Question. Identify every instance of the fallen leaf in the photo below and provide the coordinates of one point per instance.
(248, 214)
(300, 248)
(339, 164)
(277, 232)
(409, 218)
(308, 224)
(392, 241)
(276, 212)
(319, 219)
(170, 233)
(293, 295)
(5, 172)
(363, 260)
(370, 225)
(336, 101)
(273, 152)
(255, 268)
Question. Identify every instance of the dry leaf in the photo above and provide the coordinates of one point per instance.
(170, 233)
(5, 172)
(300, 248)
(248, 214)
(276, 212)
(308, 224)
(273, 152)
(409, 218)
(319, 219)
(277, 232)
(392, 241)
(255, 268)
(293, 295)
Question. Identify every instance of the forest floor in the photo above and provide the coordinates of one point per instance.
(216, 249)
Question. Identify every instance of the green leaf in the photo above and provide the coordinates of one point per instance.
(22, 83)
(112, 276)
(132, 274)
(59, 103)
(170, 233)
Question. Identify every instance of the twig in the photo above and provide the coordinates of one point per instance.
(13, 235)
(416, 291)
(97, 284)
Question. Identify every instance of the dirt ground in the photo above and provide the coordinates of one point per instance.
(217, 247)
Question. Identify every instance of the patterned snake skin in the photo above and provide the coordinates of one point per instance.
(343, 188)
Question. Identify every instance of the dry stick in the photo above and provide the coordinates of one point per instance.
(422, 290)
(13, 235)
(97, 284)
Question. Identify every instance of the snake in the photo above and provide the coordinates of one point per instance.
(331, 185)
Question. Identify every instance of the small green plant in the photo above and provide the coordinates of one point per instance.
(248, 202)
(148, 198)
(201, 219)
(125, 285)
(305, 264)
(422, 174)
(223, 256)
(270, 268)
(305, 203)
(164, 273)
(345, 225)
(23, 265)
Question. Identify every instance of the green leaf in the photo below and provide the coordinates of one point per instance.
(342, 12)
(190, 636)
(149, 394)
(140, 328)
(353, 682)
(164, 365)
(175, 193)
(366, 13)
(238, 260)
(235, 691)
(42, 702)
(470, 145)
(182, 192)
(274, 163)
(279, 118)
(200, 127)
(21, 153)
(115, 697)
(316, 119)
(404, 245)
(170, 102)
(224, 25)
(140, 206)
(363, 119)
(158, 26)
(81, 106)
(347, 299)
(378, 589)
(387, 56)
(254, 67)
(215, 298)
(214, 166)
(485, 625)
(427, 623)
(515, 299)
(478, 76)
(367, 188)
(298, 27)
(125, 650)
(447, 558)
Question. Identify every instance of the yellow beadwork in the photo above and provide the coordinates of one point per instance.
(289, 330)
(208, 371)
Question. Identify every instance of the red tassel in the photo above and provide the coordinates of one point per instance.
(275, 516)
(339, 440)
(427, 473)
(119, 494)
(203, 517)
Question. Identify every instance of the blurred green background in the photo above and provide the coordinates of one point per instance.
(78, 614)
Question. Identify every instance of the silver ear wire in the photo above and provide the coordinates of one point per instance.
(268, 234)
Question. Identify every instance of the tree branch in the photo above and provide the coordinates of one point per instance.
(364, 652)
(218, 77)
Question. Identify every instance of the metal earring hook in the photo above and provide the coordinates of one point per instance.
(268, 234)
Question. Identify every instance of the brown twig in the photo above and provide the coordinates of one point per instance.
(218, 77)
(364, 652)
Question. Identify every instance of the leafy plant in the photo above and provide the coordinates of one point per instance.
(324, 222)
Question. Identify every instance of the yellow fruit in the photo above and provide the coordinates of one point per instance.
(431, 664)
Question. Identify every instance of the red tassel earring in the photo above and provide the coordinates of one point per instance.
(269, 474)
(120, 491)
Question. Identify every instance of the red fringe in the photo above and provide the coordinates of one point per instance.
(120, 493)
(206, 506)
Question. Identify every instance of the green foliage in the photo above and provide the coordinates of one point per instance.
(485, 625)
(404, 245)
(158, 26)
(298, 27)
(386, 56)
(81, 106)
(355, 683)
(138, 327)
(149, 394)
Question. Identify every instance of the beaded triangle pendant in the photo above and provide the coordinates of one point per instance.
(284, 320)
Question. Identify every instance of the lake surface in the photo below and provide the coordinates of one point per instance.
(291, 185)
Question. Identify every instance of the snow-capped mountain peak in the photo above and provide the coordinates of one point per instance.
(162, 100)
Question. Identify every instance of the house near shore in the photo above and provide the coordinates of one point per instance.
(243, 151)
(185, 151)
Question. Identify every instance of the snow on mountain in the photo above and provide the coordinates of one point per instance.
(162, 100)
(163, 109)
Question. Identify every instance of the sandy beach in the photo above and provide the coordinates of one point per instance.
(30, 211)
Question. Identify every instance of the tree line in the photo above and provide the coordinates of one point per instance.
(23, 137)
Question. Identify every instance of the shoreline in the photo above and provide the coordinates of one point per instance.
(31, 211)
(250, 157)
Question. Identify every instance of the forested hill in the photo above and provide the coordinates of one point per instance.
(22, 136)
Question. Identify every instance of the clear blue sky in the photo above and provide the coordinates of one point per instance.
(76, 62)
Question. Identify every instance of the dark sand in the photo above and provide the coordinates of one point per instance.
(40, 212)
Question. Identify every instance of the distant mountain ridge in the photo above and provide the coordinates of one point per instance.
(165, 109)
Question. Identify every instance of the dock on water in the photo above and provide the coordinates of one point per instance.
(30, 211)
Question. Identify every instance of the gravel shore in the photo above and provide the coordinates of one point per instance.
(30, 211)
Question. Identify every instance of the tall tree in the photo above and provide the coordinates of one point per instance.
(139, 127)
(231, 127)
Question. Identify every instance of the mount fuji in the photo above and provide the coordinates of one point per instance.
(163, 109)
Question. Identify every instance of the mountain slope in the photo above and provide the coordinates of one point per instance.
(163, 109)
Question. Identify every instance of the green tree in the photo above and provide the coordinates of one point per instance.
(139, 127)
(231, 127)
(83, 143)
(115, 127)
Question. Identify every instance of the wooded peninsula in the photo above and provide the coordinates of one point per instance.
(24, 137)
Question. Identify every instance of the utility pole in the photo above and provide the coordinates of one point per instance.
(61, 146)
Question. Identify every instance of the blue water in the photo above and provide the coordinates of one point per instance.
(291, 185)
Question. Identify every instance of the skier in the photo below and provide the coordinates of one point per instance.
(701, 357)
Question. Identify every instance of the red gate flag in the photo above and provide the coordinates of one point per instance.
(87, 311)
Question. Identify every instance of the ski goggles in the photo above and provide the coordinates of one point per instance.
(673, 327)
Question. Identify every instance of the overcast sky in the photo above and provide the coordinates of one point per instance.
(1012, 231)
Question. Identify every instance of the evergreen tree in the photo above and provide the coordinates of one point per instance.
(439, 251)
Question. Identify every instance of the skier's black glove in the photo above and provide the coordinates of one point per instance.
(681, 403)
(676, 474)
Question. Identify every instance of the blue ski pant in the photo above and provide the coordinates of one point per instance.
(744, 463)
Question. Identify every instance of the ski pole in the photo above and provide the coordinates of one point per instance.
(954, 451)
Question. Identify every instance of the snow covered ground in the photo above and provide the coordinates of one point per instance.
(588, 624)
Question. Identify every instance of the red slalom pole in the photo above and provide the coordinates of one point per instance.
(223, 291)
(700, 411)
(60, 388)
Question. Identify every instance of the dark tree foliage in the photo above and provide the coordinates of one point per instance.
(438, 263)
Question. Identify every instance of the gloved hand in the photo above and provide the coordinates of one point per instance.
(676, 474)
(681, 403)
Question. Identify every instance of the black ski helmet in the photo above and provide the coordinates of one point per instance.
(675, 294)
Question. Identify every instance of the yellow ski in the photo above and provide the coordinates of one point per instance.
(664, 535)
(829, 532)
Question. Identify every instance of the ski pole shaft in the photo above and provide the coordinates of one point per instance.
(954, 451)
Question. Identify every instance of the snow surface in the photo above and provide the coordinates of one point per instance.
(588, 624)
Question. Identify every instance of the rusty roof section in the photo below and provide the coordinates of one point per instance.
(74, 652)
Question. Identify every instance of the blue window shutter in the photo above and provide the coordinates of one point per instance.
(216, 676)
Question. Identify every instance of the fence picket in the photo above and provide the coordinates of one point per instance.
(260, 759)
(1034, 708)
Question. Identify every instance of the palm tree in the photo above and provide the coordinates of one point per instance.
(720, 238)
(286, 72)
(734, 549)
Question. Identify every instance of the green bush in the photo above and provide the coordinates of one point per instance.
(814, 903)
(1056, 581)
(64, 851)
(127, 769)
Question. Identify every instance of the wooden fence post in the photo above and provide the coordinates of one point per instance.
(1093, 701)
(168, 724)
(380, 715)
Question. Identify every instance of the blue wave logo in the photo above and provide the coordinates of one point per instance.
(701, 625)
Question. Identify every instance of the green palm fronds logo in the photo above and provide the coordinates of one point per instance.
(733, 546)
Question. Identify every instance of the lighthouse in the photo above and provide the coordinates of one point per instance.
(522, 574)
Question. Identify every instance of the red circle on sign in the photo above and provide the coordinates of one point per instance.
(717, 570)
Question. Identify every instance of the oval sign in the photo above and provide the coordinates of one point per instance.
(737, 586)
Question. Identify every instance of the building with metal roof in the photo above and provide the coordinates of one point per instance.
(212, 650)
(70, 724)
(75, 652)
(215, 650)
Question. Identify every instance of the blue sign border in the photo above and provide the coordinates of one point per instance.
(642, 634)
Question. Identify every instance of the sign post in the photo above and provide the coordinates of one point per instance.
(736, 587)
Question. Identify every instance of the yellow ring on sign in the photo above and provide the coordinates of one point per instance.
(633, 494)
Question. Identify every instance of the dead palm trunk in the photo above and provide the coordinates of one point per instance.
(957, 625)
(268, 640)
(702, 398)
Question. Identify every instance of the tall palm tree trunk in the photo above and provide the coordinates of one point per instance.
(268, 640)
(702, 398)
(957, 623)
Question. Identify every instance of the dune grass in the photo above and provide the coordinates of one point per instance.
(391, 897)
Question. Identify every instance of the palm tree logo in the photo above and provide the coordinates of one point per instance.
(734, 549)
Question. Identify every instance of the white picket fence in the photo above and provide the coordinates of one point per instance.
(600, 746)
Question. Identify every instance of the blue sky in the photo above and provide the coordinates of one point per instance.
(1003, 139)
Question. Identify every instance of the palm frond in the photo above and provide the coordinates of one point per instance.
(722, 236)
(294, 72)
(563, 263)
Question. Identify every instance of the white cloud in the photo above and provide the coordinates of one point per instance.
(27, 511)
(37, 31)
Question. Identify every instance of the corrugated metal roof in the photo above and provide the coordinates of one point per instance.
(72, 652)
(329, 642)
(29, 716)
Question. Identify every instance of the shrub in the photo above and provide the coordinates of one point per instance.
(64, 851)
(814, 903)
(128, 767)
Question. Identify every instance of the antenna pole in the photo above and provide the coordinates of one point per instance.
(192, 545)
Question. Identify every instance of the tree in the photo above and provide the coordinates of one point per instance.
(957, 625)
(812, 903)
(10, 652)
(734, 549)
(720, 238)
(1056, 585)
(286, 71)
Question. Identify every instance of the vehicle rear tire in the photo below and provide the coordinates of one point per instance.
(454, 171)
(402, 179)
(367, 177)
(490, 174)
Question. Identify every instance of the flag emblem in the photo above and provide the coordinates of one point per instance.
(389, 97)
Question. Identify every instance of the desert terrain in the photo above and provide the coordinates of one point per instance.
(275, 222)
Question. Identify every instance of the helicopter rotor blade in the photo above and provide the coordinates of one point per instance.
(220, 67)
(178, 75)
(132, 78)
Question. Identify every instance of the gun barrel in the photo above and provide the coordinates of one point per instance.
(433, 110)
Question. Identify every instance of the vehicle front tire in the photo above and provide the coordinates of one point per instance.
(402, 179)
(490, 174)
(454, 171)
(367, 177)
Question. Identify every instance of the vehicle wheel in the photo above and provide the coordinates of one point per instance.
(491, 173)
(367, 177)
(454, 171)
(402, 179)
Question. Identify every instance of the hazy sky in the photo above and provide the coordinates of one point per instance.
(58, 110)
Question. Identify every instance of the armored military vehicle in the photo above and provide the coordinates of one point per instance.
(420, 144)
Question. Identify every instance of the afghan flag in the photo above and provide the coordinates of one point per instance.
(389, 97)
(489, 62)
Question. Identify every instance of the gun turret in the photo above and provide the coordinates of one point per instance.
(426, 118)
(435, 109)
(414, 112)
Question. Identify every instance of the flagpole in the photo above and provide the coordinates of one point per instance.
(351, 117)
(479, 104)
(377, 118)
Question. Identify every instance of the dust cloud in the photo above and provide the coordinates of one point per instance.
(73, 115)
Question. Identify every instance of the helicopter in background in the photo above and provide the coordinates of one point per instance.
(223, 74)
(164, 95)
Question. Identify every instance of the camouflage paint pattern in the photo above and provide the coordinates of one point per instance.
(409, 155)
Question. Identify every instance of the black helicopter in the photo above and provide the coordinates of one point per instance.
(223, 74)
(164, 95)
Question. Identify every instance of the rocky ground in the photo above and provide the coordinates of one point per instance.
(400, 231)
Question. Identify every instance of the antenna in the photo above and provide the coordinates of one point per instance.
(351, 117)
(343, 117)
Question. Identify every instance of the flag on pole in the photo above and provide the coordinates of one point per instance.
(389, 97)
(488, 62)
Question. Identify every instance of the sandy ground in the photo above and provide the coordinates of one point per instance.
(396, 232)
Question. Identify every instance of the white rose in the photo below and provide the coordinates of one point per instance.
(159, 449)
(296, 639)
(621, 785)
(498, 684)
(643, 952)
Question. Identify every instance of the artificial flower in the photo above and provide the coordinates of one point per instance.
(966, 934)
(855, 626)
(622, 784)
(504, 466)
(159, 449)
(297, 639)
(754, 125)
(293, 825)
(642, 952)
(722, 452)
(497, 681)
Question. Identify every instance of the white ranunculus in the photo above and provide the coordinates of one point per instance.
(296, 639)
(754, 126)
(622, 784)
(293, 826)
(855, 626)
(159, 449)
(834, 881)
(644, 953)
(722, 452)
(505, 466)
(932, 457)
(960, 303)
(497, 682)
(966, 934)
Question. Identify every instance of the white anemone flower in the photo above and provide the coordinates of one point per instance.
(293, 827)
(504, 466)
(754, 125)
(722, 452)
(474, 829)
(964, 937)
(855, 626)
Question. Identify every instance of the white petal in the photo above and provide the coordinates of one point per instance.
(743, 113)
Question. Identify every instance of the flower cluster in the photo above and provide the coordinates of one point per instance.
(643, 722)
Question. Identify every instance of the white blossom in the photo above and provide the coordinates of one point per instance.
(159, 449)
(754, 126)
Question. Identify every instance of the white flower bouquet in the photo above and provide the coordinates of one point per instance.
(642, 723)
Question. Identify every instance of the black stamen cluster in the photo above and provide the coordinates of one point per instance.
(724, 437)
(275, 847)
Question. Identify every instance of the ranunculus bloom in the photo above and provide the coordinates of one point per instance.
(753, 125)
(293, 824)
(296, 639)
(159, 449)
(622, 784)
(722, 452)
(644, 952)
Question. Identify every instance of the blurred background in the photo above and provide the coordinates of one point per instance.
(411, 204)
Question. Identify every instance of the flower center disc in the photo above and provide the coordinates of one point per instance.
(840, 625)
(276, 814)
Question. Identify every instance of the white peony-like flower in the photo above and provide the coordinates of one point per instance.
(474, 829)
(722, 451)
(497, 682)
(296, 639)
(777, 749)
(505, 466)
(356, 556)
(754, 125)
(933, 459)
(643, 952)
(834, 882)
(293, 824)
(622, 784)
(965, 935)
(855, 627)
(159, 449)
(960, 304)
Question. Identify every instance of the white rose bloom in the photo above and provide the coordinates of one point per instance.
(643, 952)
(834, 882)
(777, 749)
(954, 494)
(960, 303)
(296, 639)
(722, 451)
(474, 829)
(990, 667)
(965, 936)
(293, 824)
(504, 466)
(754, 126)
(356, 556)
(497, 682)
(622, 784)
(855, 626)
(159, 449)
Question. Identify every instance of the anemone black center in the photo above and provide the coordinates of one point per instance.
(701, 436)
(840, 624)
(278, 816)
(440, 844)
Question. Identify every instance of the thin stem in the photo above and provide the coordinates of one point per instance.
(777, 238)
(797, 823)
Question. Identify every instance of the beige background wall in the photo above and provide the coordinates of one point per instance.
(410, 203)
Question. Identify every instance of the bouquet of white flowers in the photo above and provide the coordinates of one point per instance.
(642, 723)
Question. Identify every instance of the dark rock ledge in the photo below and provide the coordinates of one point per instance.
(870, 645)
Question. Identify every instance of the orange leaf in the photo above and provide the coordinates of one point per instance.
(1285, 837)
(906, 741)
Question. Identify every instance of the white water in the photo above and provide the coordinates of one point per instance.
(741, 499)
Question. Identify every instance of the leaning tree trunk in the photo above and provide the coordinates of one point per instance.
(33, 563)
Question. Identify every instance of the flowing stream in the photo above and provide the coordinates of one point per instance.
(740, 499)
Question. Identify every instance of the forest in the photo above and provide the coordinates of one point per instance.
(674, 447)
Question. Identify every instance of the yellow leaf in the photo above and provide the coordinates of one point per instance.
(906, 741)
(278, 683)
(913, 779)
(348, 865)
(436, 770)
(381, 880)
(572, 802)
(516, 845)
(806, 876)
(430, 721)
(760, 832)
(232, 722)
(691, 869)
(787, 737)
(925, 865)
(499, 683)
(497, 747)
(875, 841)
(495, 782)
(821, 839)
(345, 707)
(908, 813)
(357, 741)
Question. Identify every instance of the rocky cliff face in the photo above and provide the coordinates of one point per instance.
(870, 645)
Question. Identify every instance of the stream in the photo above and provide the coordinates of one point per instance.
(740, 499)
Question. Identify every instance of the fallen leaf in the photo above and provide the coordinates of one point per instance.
☆ ☆ ☆ ☆
Your output consists solely of the lines from the one with "Question. Identify every instance of the white water" through the last line, copied exactly.

● RESPONSE FOR THIS EXERCISE:
Question. Identify every instance of the white water in the photo above and provide the coordinates of one point per instance.
(741, 499)
Question. Identify every instance of the leaning tree trunk in the photo above and provide the coordinates of one point per instance.
(33, 563)
Question. Identify every instance of the flowing stream in the photo above and provide the coordinates of one point per instance.
(740, 499)
Question. Identify every instance of the forest in the photo above and provide the coordinates of one point per instance.
(674, 447)
Question. Identify every instance of the yellow leaf in the photo above and provide the coordinates of one point per instance.
(906, 741)
(278, 683)
(913, 779)
(348, 865)
(436, 770)
(381, 880)
(572, 802)
(516, 845)
(806, 876)
(430, 721)
(760, 832)
(232, 722)
(691, 869)
(787, 737)
(925, 865)
(499, 683)
(497, 747)
(875, 841)
(495, 782)
(821, 839)
(345, 707)
(908, 813)
(357, 741)
Question. Identify every instance of the rocky cliff face in the photo above and provide the coordinates of one point per instance.
(870, 645)
Question. Identify every instance of the stream in the photo above and provide the coordinates of one point per instance.
(740, 499)
Question. Identify every instance of the fallen leaf in the photo above and provide the coordinates of one point per instance.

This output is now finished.